In the event Executive terminates this
Agreement for Good Reason (other than during a Change of Control Period, which shall be governed by Section 4(b)), VNR shall pay
or provide Executive the following: (i) within ten (10) business days after the Date of Termination, his Accrued Compensation
and Reimbursements and (ii) on the 60th day following the Date of Termination, the Severance Payment. Treatment of any
awards under the MIP will be as provided under the terms and conditions of the MIP and the applicable individual award agreement.

 

(d)       Termination
by Disability. VNR, by action of the Board, may terminate this Agreement at any time if Executive shall be deemed in the reasonable
judgment of the Board to have sustained a “Disability.” Executive shall be deemed to have sustained a
Disability if and only if he shall have been unable to substantially perform his duties as an employee of VNR as a result of sickness
or injury, and shall have remained unable to perform any such duties for a period of more than 180 consecutive days in any
twelve (12) month period. Upon termination of this Agreement for Disability, Executive shall only be entitled to (i) Accrued
Compensation and Reimbursements, which amount shall be paid within ten (10) business days after the Date of Termination and
(ii) any other amounts or benefits to which Executive may be entitled under a separate plan, policy or program maintained by the
Company.

 

(e)       Termination
by Death. This Agreement will terminate automatically upon Executive’s death. Upon termination of this Agreement because
of Executive’s death, VNR shall pay or provide Executive’s estate with the following: (i) Accrued Compensation and
Reimbursements, which amount shall be paid within ten (10) business days after the Date of Termination and (ii) any other
amounts or benefits to which Executive may be entitled under a separate plan, policy or program maintained by the Company.

§ Aim 1
What distinct time periods or deadlines does the agreement excerpt state? List each one once.
§ Aim 2
Could you retype the agreement excerpt word for word, everything from "In the event" down to "individual award agreement."?
§ Aim 3
Answer these from the agreement excerpt:
(a) Which section governs termination for Good Reason during a Change of Control Period?
(b) Whose reasonable judgment determines whether Executive is deemed to have sustained a Disability?
(c) On Executive's death, to whom does VNR pay or provide the listed amounts?

Coordinate labeling data:
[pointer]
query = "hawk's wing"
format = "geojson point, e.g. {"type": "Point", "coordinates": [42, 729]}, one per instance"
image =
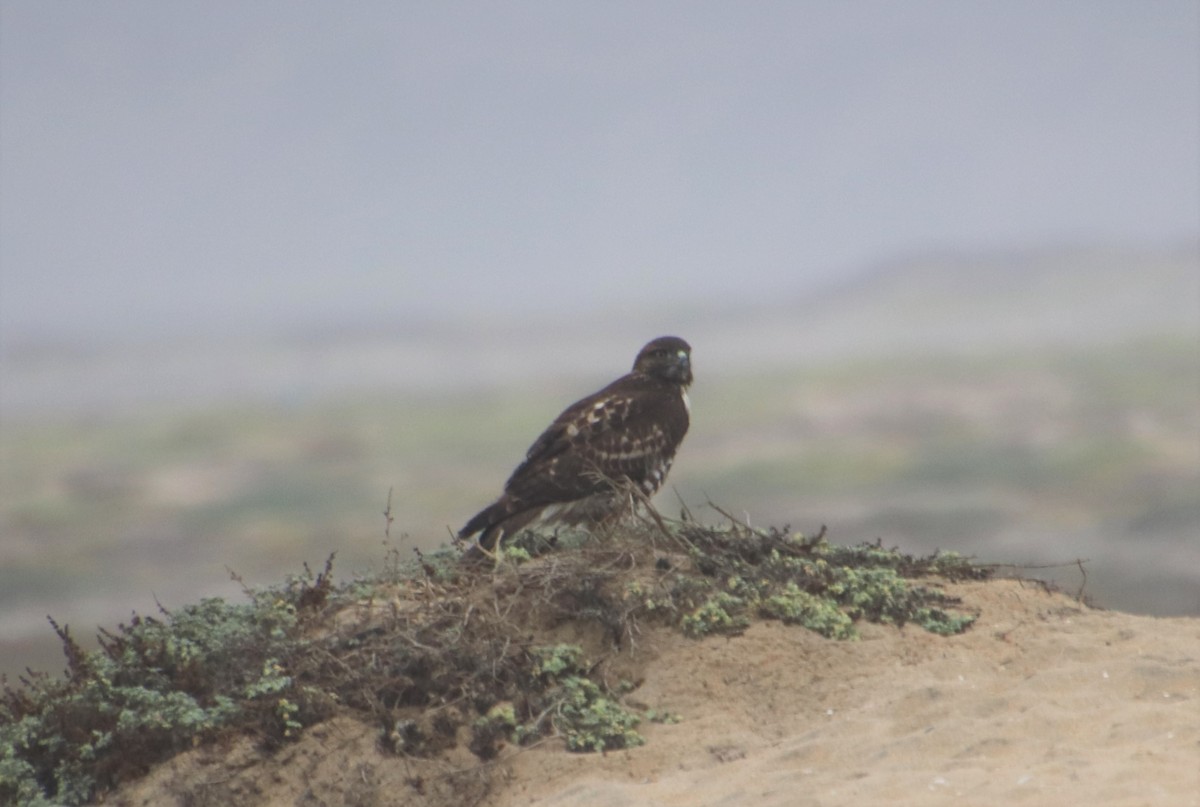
{"type": "Point", "coordinates": [624, 430]}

§ Exercise answer 1
- Ten (10) business days after the Date of Termination
- The 60th day following the Date of Termination
- More than 180 consecutive days
- Twelve (12) month period

§ Exercise answer 2
In the event Executive terminates this
Agreement for Good Reason (other than during a Change of Control Period, which shall be governed by Section 4(b)), VNR shall pay
or provide Executive the following: (i) within ten (10) business days after the Date of Termination, his Accrued Compensation
and Reimbursements and (ii) on the 60th day following the Date of Termination, the Severance Payment. Treatment of any
awards under the MIP will be as provided under the terms and conditions of the MIP and the applicable individual award agreement.

§ Exercise answer 3
(a) Section 4(b)
(b) The Board's
(c) Executive's estate